▸ **DIRECTION**: Arrange the rows below as a Markdown table with two columns, Num for the row number and Line for the text of that row. Leave out blank lines and the pictures.

------------------------------------

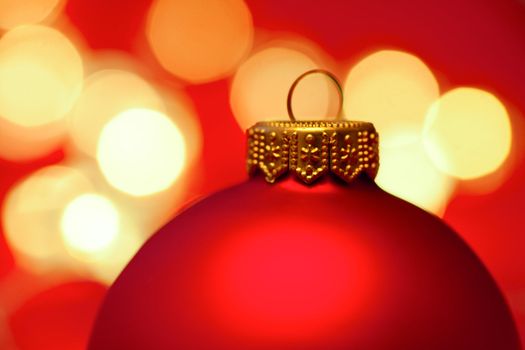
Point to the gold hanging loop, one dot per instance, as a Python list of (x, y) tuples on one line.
[(332, 77)]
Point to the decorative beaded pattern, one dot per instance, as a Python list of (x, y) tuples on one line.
[(312, 149)]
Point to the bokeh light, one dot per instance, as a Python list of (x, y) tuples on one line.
[(468, 133), (390, 89), (141, 152), (260, 88), (32, 213), (107, 93), (407, 172), (200, 40), (17, 12), (90, 223), (40, 75), (19, 143)]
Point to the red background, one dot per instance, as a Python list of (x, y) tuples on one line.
[(469, 43)]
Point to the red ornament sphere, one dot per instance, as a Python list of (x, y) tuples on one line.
[(290, 266)]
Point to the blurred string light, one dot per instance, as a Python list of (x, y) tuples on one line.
[(260, 87), (141, 152), (54, 219), (107, 93), (468, 133), (90, 223), (199, 40), (32, 210), (391, 89), (407, 172), (41, 75), (19, 143), (17, 12)]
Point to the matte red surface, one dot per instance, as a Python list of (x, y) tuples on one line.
[(467, 42), (295, 267), (58, 318)]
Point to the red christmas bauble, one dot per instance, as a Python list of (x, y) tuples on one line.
[(289, 266)]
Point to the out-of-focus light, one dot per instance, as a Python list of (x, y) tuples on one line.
[(180, 108), (468, 133), (200, 40), (141, 152), (260, 88), (40, 75), (90, 223), (18, 143), (17, 12), (107, 264), (107, 93), (391, 89), (407, 172), (31, 214), (54, 220)]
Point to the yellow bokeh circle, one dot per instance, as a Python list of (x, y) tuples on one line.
[(392, 89), (105, 94), (141, 152), (40, 75), (17, 12), (90, 223), (468, 133)]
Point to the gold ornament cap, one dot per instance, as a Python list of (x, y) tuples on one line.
[(312, 149)]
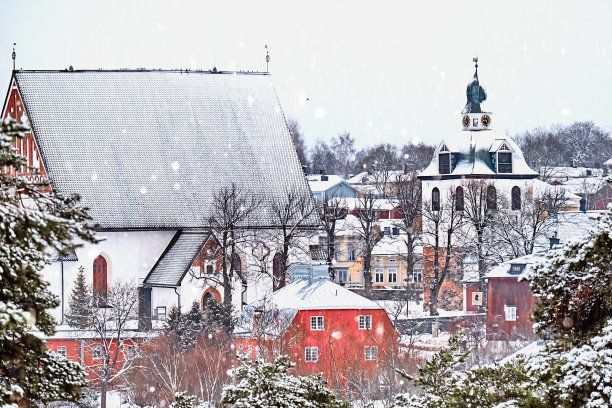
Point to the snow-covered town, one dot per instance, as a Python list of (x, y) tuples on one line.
[(303, 214)]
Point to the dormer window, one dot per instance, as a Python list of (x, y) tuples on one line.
[(504, 162), (444, 163)]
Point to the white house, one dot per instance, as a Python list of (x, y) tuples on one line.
[(147, 151)]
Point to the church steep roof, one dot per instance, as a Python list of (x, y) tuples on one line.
[(149, 149)]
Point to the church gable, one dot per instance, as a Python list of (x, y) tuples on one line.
[(150, 149)]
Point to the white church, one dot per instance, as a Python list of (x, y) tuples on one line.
[(147, 150)]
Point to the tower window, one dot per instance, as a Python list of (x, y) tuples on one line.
[(491, 198), (504, 162), (444, 163), (100, 277), (459, 199), (516, 198), (435, 199)]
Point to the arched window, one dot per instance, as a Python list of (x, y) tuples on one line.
[(459, 199), (100, 277), (277, 264), (491, 198), (435, 199), (516, 198)]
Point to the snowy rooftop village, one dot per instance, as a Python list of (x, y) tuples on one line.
[(315, 204)]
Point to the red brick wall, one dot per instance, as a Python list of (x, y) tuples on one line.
[(509, 291)]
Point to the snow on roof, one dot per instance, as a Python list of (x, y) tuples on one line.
[(474, 155), (503, 270), (149, 149), (319, 294), (389, 245), (316, 185)]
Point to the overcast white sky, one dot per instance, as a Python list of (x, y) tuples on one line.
[(384, 71)]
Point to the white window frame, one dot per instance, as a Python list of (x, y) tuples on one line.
[(510, 312), (392, 272), (317, 323), (379, 272), (371, 353), (365, 322), (311, 354)]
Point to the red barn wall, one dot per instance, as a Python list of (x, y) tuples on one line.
[(341, 344), (73, 353), (13, 107), (509, 291)]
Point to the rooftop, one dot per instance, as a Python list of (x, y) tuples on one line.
[(139, 144)]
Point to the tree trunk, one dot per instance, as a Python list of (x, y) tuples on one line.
[(367, 271), (482, 269)]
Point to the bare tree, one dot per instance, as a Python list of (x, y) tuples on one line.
[(442, 223), (368, 231), (111, 313), (343, 147), (518, 225), (480, 207), (331, 210), (291, 214), (232, 206), (298, 140)]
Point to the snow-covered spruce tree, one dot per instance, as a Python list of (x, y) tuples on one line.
[(79, 305), (267, 385), (574, 293), (32, 222)]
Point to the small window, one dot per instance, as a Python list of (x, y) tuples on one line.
[(459, 199), (392, 272), (516, 198), (504, 162), (435, 199), (491, 198), (317, 323), (444, 163), (311, 354), (371, 352), (131, 351), (365, 322), (510, 313), (351, 253), (161, 312)]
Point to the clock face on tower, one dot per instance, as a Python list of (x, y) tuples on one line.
[(485, 120)]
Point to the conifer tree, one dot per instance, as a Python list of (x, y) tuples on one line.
[(80, 305), (33, 221), (268, 385)]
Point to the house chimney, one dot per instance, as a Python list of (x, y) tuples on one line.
[(553, 241)]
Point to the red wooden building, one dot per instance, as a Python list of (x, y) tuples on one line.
[(510, 301), (322, 326)]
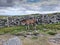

------------------------------------

▸ **TASK OUTPUT**:
| Num | Line |
|---|---|
| 1 | Point to the gold hanging loop, one dot per instance, as a Python list of (x, y) tuples on one line. |
| 2 | [(332, 77)] |
| 3 | Point to the decorative beaded pattern, one dot per instance, as a Python list of (x, y) tuples on one line. |
| 4 | [(312, 149)] |
| 5 | Point to the bokeh light, one dot per instance, as a Python list of (x, y) tuples on one line. |
| 6 | [(468, 133), (390, 89), (141, 152), (260, 88), (32, 213), (107, 93), (407, 172), (200, 40), (17, 12), (90, 223), (40, 75), (19, 143)] |
| 7 | Point to the red background, one dot per instance, as a Python list of (x, y) tuples on one line. |
| 8 | [(469, 43)] |
| 9 | Point to the red ornament sphere, one dot per instance, as a Python list of (x, y) tuples on one line. |
| 10 | [(290, 266)] |
| 11 | Point to the blurred string light, one dot per instance, as a Python list of (x, y) tuples on one line. |
| 12 | [(260, 87), (141, 152), (54, 219), (107, 93), (468, 133), (90, 223), (199, 40), (32, 210), (391, 89), (407, 172), (41, 75), (19, 143), (17, 12)] |
| 13 | Point to the matte red surface, one dot per instance, as a Python list of (x, y) tuples on one line. |
| 14 | [(467, 42), (295, 267), (58, 318)] |
| 15 | Point to the red christmas bauble, one dot per instance, as a Python list of (x, y) tuples on one line. |
| 16 | [(289, 266)] |
| 17 | Point to the out-of-focus light, one dot per instance, as a Python list of (x, y) tuples on one line. |
| 18 | [(180, 108), (468, 133), (200, 40), (141, 152), (260, 88), (40, 75), (90, 223), (18, 143), (17, 12), (107, 264), (107, 93), (391, 89), (407, 172), (31, 214), (54, 220)] |
| 19 | Point to the yellow bokeh circle, one dot per instance, as a Python list of (x, y) tuples on one line. |
| 20 | [(392, 89), (105, 94), (141, 152), (40, 75), (17, 12), (90, 223), (468, 133)] |
| 21 | Point to the gold ornament cap, one dot per instance, as a Python list of (x, y) tuples on one line. |
| 22 | [(312, 149)] |
| 23 | Point to the snow-covered town, one dot per instance, as a Python list of (x, y) tuples on one line. |
| 24 | [(303, 214)] |
| 25 | Point to the dormer window, one dot per instance, as a Python list of (x, y) tuples on one line. |
| 26 | [(504, 162), (444, 163)] |
| 27 | Point to the white house, one dot per instance, as a Python list of (x, y) tuples on one line. |
| 28 | [(147, 151)] |
| 29 | Point to the church steep roof, one dot per instance, as a Python list of (x, y) tuples on one line. |
| 30 | [(149, 149)] |
| 31 | Point to the church gable, one dot per instance, as a Python list of (x, y) tuples on one line. |
| 32 | [(150, 149)] |
| 33 | Point to the white church, one dot per instance, as a Python list of (x, y) tuples on one line. |
| 34 | [(147, 150)] |
| 35 | Point to the tower window, one dot per instance, as a Python list of (x, y) tuples on one line. |
| 36 | [(491, 198), (504, 162), (444, 163), (100, 277), (459, 199), (516, 198), (435, 199)] |
| 37 | Point to the arched window, one dot per instance, as a Python list of (x, y) tuples on one line. |
| 38 | [(459, 199), (100, 277), (277, 264), (491, 198), (435, 199), (516, 198)] |
| 39 | Point to the snowy rooftop village, one dot per instance, as a Python list of (x, y) tuples on one line. |
| 40 | [(315, 204)] |
| 41 | Point to the red brick wall, one dot per instance, as a Python list of (x, y) tuples on one line. |
| 42 | [(509, 291)] |
| 43 | Point to the snow on roof, one dot per instance, as a Python list of (x, y) tuples on one line. |
| 44 | [(474, 155), (503, 270), (149, 149), (319, 294), (389, 245), (316, 185)] |
| 45 | Point to the overcast white sky, one dot per instance, as a Python list of (x, y) tuples on one line. |
| 46 | [(384, 71)] |
| 47 | Point to the white window frame, one dot per instance, as a Python list of (x, y) tuples on one line. |
| 48 | [(510, 312), (392, 272), (317, 323), (379, 272), (371, 353), (365, 322), (311, 354)] |
| 49 | Point to the red barn wall, one dot per instance, as a Python list of (x, y) tuples on one line. |
| 50 | [(341, 344), (73, 353), (13, 107), (509, 291)] |
| 51 | Point to the rooftop, one dot per instance, as a Python list of (x, y) tuples on one line. |
| 52 | [(139, 144)] |
| 53 | Point to the tree trunk, one dot per instance, as a Python list of (x, y) tuples on one line. |
| 54 | [(367, 271), (482, 269)] |
| 55 | Point to the bare tree, one dot per instance, as a Python list of (x, y) tuples on one line. |
| 56 | [(442, 223), (368, 231), (111, 313), (343, 147), (518, 225), (480, 207), (331, 210), (291, 214), (232, 206), (298, 140)] |
| 57 | Point to the snow-covered spruce tree, one dot per instance, as a Python list of (x, y) tuples on one line. |
| 58 | [(79, 305), (267, 385), (574, 293), (32, 222)] |
| 59 | Point to the small window, one dot per instance, as a Python list of (x, y) tuples on one line. |
| 60 | [(459, 199), (392, 272), (516, 198), (504, 162), (435, 199), (491, 198), (317, 323), (444, 163), (311, 354), (371, 352), (131, 351), (365, 322), (510, 313), (351, 253), (161, 312)] |
| 61 | Point to the clock face on tower, one dot per instance, as a Python list of (x, y) tuples on one line. |
| 62 | [(485, 120)] |
| 63 | Point to the conifer tree, one dot per instance, as a Python list of (x, y) tuples on one line. |
| 64 | [(80, 305), (33, 221), (268, 385)] |
| 65 | Point to the house chimney, one dot per instance, as a Python list of (x, y) tuples on one line. |
| 66 | [(553, 241)] |
| 67 | Point to the red wooden building, one dot per instance, as a Python list of (x, y) tuples on one line. |
| 68 | [(510, 301), (322, 326)] |